## [TO DO]
From the forum thread about a stunted plant, list each measure that the May 6, 2009 post gives as another way to keep a plant small.

## [EXTRACTED TEXT]
— begin —
# Stunted plant lives, 9 inches tall



## loser (Apr 14, 2009)

I decided a few months ago to let this live to see what happens. This is what I've ended up with and thought others might like to see it. Not sure if anyone else has done this. It's very cool. It wont get any taller than 9 inches. The seed sprouted the end of December and it's about 80 days into flower. This is perfect for all you PC case growers out there or those who want to grow in a ring box. Here's some tips on how to do this.

-Take some bag seed and toss into the top drawer of your tool box. Throw lots of wrenches on top.
-Age the seeds in crappy conditions in your garage, opening and closing the drawers for 15 years.
-Sprout the seed using the regular paper towel method.
-When it's about 2 weeks old, knock it over onto the floor.
-Forget to water it.
-Allow the temp to dip into the 40's because the heat didn't go on, oops.
-Turn the lights off for a couple days by accident.
-Talk dirty to the bitch. 

Instead of tossing it, let it grow. I have another month or so to go but you have to admit it's kinda cool.


----------



## timsatx1 (Apr 14, 2009)

nice it inspirse me to letsome of my messed up plants go


----------



## Doobieus (Apr 14, 2009)

loser said:


> Here's some tips on how to do this.
> 
> -Take some bag seed and toss into the top drawer of your tool box. Throw lots of wrenches on top.
> -Age the seeds in crappy conditions in your garage, opening and closing the drawers for 15 years.
> ...


Lol awesome lol .


----------



## doobiee (Apr 14, 2009)

brb in 15 years guys trying this method,, this is breaking through technology!


----------



## auto1986 (Apr 14, 2009)

I just threw some of my seeds into a bottomless pit with a parachute... So in about 15 years it should reach china, turn around and come back out of the hole. Then i'm gonna try and grow that baby


----------



## Fuzzotany (Apr 14, 2009)

My dog ate my seed stash so I had to follow him around for a couple days with plastic bags and a shovel. By the time I got them they had already sprouted taproots. I planted them all and it was some of the meanest shit I ever smoked - though what I thought was a strange strain did turn out to be a stalk of corn.


----------



## Scyntra (May 1, 2009)

I have one dwarf every now and then from the strain I grow there cute..lol...this one is 9 1/2" tall and has a month left to go.


----------



## ontariogrower (May 1, 2009)

got a nl5 right now things 3 months old about 2 1/2 inches with only 2 sets of leaves


----------



## CANinBIZ (May 3, 2009)

Glad some one else talk to there plants dirty lmao I just harvested a 8in crip plant yesterday and I got 6.7 grams lol waste of time


----------



## asdfva (May 6, 2009)

Another method would be to continue using
small pots, keep temps moderately low, water
less, use little to no nutes, and to trim, banzai 
style (bare minimum), the plant. CFL's help too
as you can prevent stretching without burning. 

Stoked on those 10" flowering ladies. 

Not bad.


----------
— end —
## [INFORMATION SHOWN]
— begin —
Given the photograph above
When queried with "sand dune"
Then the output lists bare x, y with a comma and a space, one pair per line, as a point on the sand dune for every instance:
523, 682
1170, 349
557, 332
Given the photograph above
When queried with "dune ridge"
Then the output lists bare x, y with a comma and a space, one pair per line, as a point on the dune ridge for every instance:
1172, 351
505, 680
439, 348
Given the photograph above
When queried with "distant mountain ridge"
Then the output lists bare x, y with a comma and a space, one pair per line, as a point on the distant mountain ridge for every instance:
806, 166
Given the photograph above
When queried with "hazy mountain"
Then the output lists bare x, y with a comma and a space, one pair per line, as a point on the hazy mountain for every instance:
— end —
## [TASK OUTPUT]
- Keep using small pots
- Keep temperatures moderately low
- Water less
- Use little to no nutes
- Trim the plant bonsai style, to the bare minimum
- Use CFLs, which prevent stretching without burning